>> Start PROVIDED TEXT

Tuesday, April 01, 2008

Working. Backwards

It was time for me to leave the academic world and once and for all face and understand what others were seeing outside this comfortable home. Nope, I wasn't a professor or anything. I had a non-teaching position where I was given a chance to train student leaders of our school. Cool. Idealistic and then I was there. I had fun and was still so immature! My peer group was starting to share their corporate adventures and mis adventures while I can not offer anything but listen to their colorful stories.
Then one day I was out. I jumped and was optimistic given that I had a La Sallian education and I was exactly a fresh graduate. Internet recruitment at that time isn't a fad yet. I bought Manila Bulletin every Sunday, asked for referral and then did some walk-in application. Since I wasn't using email yet I had to wait for letters of interview or acceptance. I was positive that I would land a job in no time. After a month, two, three, four...... the enthusiam was starting to go down. I looked into my expensive pair of shoes ( i didnt know it was expensive) was starting to quit. It has holes on it soles. I've been around Makati, up and down the buildings. Then Pasig, Manila, even Southern Manila.... Negative. Either I didn't like the job or I wasn't fit. And being in the Academe for two years was not that advantageous for me.

>> End PROVIDED TEXT
>> Start RECORDED INFORMATION

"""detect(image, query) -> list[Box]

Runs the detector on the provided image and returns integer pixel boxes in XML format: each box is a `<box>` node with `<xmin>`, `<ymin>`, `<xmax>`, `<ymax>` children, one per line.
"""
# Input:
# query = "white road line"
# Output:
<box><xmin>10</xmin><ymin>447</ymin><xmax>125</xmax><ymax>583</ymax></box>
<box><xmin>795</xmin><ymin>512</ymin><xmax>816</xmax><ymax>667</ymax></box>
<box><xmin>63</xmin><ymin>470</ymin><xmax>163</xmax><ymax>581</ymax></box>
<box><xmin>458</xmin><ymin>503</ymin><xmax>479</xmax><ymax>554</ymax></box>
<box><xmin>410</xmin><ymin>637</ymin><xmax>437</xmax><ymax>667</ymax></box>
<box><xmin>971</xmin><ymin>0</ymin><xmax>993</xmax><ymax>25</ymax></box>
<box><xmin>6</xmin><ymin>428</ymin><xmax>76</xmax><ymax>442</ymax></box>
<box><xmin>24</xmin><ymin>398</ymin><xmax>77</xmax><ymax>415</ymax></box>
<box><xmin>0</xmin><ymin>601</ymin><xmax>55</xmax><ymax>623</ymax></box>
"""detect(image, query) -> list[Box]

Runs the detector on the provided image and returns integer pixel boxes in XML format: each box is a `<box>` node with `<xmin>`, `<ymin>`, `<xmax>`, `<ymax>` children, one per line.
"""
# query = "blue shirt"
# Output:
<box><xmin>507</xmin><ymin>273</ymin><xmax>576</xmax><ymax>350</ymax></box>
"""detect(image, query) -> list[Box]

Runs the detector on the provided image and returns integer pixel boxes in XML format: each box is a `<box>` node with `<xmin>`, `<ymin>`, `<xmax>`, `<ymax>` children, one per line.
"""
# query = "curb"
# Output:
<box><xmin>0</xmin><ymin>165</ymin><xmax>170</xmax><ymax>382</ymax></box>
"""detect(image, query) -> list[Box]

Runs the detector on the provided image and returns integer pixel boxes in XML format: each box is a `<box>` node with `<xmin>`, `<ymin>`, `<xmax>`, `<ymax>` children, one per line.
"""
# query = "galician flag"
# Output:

>> End RECORDED INFORMATION

Can you echo the job-hunting post word for word, starting at the words "Then one day" and stopping after "advantageous for me."?

Then one day I was out. I jumped and was optimistic given that I had a La Sallian education and I was exactly a fresh graduate. Internet recruitment at that time isn't a fad yet. I bought Manila Bulletin every Sunday, asked for referral and then did some walk-in application. Since I wasn't using email yet I had to wait for letters of interview or acceptance. I was positive that I would land a job in no time. After a month, two, three, four...... the enthusiam was starting to go down. I looked into my expensive pair of shoes ( i didnt know it was expensive) was starting to quit. It has holes on it soles. I've been around Makati, up and down the buildings. Then Pasig, Manila, even Southern Manila.... Negative. Either I didn't like the job or I wasn't fit. And being in the Academe for two years was not that advantageous for me.